## PROBLEM
Transcribe every entry verbatim; omit pictures.

## RECORDS SHOWN
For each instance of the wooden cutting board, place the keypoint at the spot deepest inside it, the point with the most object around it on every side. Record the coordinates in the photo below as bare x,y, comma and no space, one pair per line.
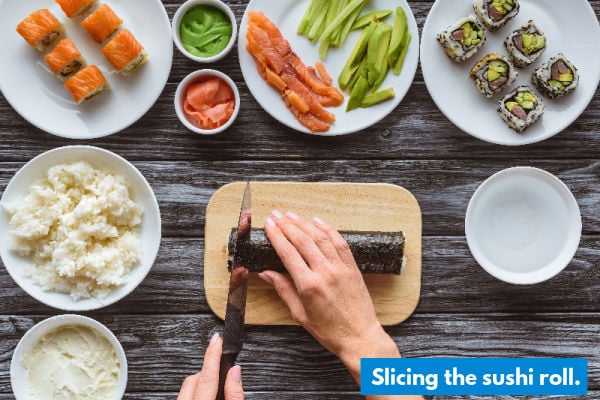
346,206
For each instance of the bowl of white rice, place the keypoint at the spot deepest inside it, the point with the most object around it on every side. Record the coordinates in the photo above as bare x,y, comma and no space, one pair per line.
79,228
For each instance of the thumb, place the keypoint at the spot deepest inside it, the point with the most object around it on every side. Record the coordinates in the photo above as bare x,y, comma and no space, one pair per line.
233,384
288,293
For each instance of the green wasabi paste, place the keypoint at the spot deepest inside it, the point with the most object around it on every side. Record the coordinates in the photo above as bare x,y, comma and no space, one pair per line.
205,31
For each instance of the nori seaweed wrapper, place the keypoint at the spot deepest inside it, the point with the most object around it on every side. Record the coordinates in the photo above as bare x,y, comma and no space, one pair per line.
374,252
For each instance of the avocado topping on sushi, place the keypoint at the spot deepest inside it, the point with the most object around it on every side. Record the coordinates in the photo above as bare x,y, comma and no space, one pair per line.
468,35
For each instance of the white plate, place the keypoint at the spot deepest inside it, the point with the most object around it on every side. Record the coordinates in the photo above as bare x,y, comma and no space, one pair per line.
571,27
40,98
141,193
286,14
18,373
523,225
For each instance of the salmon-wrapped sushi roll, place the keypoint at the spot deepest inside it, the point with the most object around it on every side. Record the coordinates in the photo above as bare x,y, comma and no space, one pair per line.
40,28
86,84
65,59
124,52
102,23
75,8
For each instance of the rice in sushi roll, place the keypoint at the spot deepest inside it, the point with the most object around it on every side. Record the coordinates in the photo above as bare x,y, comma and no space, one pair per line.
556,77
40,29
492,74
124,52
102,23
86,84
65,59
521,108
75,8
463,38
525,45
496,13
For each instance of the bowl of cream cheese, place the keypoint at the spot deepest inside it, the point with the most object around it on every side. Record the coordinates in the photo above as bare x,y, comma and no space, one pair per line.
69,357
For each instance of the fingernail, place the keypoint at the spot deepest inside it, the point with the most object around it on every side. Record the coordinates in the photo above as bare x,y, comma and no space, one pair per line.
269,221
236,373
318,220
277,214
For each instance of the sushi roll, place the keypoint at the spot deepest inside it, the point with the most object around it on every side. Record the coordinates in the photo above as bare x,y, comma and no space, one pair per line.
556,77
86,84
463,38
124,52
492,74
40,28
525,45
65,59
102,23
75,8
496,13
521,108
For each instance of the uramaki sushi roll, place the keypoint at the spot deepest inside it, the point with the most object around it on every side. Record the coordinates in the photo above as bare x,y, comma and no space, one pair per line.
492,74
521,108
40,28
496,13
556,77
525,45
86,84
65,59
462,39
102,23
124,52
75,8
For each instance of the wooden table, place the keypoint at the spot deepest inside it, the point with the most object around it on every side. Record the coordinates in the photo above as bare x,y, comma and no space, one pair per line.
165,324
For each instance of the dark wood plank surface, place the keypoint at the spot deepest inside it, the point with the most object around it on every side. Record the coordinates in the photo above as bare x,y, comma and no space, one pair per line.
165,324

## SOLUTION
For each instance of the wooden cutting board, place the keypoint at the spot deepest inside it, the point with the most object around it on every side. Record the coordinates in the photo below as bare x,y, comma and no space, one pair per line.
346,206
For each instance of the bowl of white rice, place the keypoint at the spot deepest inside it, the point with the most object around it on every side. Record the coordinates in the photo above as bare x,y, comma and no space, one pair per line.
79,228
For each instance of the thumb, place the keypoint at the spot deepest inside it, the point with the most object around it on every side. Record the coordinates in the photo above as bare x,y, comma and no space, one pair per line.
233,384
288,293
For each instance of the green wasabi paste, place the keypoint at the spot deepest inside it, the point with the most object around it on every side. Record the coordinates in the photo above as bare x,y, comma and no space, one pair per line.
205,31
For each instance of the nori seaweed wrapper, place the keypoint at the spot deepest inside it, the point with the most object around it on every side. Record the coordinates in the photo above as bare x,y, comma and no space, one pair per line.
374,252
For each instance of the avocado topping on sushi, place the keypoint at the spot deepest inside it, the point with the most object around it on every side. Record the coordinates in the photo above as bare x,y, comma and no space, one pair per line.
468,35
For each instance of the white plate, place the keypoint at the spot deepest inside it, the point with the most object around it on every side. Record the coordinates in the photo above as bare x,y, comma and no space, one pair per line.
571,27
40,98
141,193
286,14
18,373
523,225
For each instance of the salmon-wrapped sushi roll, place the keypoint at the spot deepest inside it, the point with the most object around it on every side. Record the coordinates in the photo above as bare x,y, comma and no space, one pair per line.
40,28
86,84
65,59
124,52
102,23
75,8
For each instance of the rice in sushi roll, place the keypoint at the spot deepest inside it, the point with the most object around it on every side. Record the coordinates in the photo above as bare x,y, comma and no space, one pair per line.
556,77
40,29
492,74
124,52
102,23
86,84
65,59
521,108
75,8
463,38
525,45
496,13
For each instance of the bowl of cream cheese, place the keypoint at the spot deepest inside it, the point with the most object around it on every side. Record the coordinates in the photo above as bare x,y, comma and no space, one pair per line.
69,357
For each instance of the fingernail, place the keypoint at the spot deepest inside it, the point with the most object around it on every side. Record the coordinates in the photo above as bare x,y, comma and no space, one pair per line.
269,221
236,373
318,220
277,214
For each instance of the sushi roll, place the keypoint at the spot deepest inside it, the point with the most object around it on every side. Record the coordinates in the photo above as bare x,y, comma and no space, one pair per line.
556,77
86,84
463,38
124,52
492,74
40,28
525,45
65,59
102,23
75,8
496,13
521,108
For each instance of the uramaki sushi roll, place the keypoint at the spot deepest inside it, the point with the most object around it on every side. Record the coordinates in the photo above as bare x,y, comma and no space, one pair per line.
492,74
521,108
40,28
496,13
556,77
525,45
86,84
65,59
462,39
102,23
124,52
75,8
For each instance of the wooden table, place the keypoint at the spot deepest inside it, the point with the most object around it on every side. Record the coordinates in the photo above as bare x,y, comma and no space, one pair per line.
165,324
For each instance of the dark wood plank surface, place the keypoint at the spot deepest inside it, the point with the most object around it on every side. Record the coordinates in the photo above as bare x,y, comma and no space, one pair per line.
165,324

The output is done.